__Extrait fourni__:
----------

Sorti tout droit du cerveau de Ian Snyder (rien à voir avec le cinéaste Zack Snyder), ce jeu de plates-formes indépendant a pour ambition de vous proposer un gameplay bondissant utilisant la gelée pour matière principale. Qu'il s'agisse du sol ou des murs, déplacer votre personnage de plate-forme en plate-forme se fera par l'intermédiaire des sauts, de plus en plus hauts au fur et à mesure que vous rebondissez sur la matière gluante. Mais si le gameplay peut paraître simpliste au premier abord, vous constaterez rapidement qu'il n'en est rien.
Super Mou Blob
Premier point déroutant, sitôt le jeu installé, plusieurs d'entre vous auront rapidement l'idée de brancher une manette, le clavier ne faisant pas l'unanimité auprès des amateurs du genre. Malheureusement, cette fonction n'est pas encore disponible et il faudra donc vaincre votre phobie du clavier pour aller au bout de ce titre. Fort heureusement, la jouabilité est d'une simplicité exemplaire : seules les quatre touches de direction sont utilisées (ZQSD), à moins que vous ne préfériez opter pour le barre d'espace au lieu du bouton Z pour sauter. Un gameplay simple, mais un minimum exigeant en termes de timing, faisant appel à vos réflexes pour enchaîner les sauts avec brio et venir à bout des différents plateaux. En ce sens, il rappellera à de nombreux joueurs un certain Super Meat Boy, bien qu'il ne soit pas aussi difficile et qu'aucun véritable scénario n'y ait été implanté.
La quête de la fenêtre
Car oui, vous êtes lâché sans véritable but dans cet univers aux propriétés élastiques. Après avoir touché les 4 bords de l'écran et libéré les éléments qui constituent ce nouveau monde, c'est avec cette absence d'objectif clair que l'on se retrouve à passer de fenêtre en fenêtre dans l'espoir d'obtenir quelques réponses sur le sens de cette quête vierge de tout dialogue. Cet aspect mystérieux donne tout son charme à ce titre, qui contient également quelques plateaux plus ou moins cachés ne faisant en rien avancer l'aventure mais dans lesquels on peut trouver... des maisons. C'est donc dans l'attente d'une éventuelle surprise / révélation / chute (cocher la case correspondante) que l'on progresse pas à pas avant d'attaquer un dernier niveau qui n'est pas sans rappeler l’envoûtant FEZ et vous laisse miroiter un début de semblant d'explication sur la nature de votre épopée. Que nenni, vous découvrirez finalement lors d'un final un poil frustrant que le jeu n'avait aucune portée autre que celle de l'amusement.

----------

__Extraits des lignes__:

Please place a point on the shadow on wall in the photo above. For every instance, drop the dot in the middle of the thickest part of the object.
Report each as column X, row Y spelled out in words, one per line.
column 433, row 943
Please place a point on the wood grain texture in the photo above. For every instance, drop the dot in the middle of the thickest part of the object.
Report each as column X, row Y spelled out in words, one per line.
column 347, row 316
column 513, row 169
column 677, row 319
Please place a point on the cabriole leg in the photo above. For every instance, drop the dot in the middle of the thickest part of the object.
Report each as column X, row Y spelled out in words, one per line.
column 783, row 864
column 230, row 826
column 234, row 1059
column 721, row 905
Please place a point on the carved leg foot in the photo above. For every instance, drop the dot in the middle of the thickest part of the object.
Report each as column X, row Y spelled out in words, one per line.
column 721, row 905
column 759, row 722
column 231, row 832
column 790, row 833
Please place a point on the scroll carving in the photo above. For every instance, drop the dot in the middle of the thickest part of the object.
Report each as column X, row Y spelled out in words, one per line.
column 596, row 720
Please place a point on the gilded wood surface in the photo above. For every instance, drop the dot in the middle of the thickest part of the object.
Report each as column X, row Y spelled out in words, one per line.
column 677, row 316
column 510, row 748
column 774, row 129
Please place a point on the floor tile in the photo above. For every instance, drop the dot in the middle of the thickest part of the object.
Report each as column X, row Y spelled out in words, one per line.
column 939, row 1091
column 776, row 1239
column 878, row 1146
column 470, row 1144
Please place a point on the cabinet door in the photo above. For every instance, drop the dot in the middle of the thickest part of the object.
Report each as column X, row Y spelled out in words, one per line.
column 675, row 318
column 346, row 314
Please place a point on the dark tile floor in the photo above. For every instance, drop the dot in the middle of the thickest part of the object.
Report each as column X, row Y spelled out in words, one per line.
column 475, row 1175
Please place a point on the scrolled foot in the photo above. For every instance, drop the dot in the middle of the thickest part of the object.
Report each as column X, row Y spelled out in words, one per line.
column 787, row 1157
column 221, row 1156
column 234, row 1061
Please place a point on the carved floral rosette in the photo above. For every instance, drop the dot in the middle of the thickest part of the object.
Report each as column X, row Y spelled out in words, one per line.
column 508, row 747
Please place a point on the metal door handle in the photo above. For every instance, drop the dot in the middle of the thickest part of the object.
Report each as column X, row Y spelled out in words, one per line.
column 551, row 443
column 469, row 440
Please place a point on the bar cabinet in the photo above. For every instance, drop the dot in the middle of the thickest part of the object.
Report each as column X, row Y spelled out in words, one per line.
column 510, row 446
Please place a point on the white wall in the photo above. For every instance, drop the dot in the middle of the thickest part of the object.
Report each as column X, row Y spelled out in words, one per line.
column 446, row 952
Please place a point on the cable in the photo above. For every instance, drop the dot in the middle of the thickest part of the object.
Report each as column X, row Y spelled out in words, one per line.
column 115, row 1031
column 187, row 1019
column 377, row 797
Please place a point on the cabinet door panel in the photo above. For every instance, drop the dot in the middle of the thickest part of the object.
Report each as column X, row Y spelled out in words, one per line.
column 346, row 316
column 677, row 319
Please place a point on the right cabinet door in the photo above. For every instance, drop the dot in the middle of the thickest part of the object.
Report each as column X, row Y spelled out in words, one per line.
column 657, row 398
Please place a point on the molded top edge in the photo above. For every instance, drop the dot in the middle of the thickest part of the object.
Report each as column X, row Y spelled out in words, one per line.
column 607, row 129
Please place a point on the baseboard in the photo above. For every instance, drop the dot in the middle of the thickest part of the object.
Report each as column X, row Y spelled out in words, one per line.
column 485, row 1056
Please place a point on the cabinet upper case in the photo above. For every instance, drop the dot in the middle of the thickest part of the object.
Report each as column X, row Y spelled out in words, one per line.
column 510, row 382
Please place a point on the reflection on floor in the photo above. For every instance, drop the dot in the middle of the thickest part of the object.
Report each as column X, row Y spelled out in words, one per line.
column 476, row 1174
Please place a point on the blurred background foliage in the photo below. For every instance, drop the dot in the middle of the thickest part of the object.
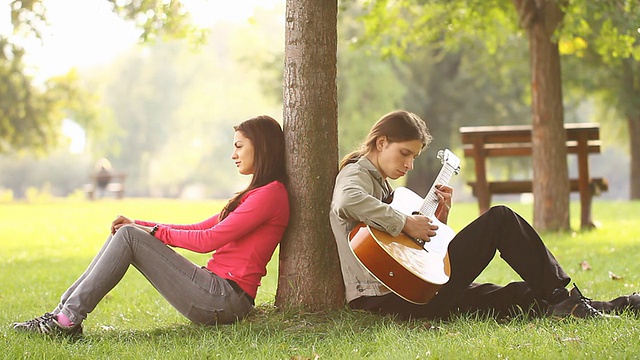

----------

__Exercices proposés__:
(A) Répondez brièvement à ces questions sur l'extrait fourni :
(i) Quelle matière principale le jeu utilise-t-il pour son gameplay ?
(ii) Quelle touche peut remplacer le bouton Z pour sauter ?
(iii) Quel jeu le dernier niveau rappelle-t-il ?
(B) Recopiez à l'identique le passage de l'extrait fourni allant de "Sorti tout droit" à "n'en est rien.".

__Réponses dans l'ordre__:
(A)
(i) La gelée.
(ii) La barre d'espace.
(iii) FEZ.

(B)
Sorti tout droit du cerveau de Ian Snyder (rien à voir avec le cinéaste Zack Snyder), ce jeu de plates-formes indépendant a pour ambition de vous proposer un gameplay bondissant utilisant la gelée pour matière principale. Qu'il s'agisse du sol ou des murs, déplacer votre personnage de plate-forme en plate-forme se fera par l'intermédiaire des sauts, de plus en plus hauts au fur et à mesure que vous rebondissez sur la matière gluante. Mais si le gameplay peut paraître simpliste au premier abord, vous constaterez rapidement qu'il n'en est rien.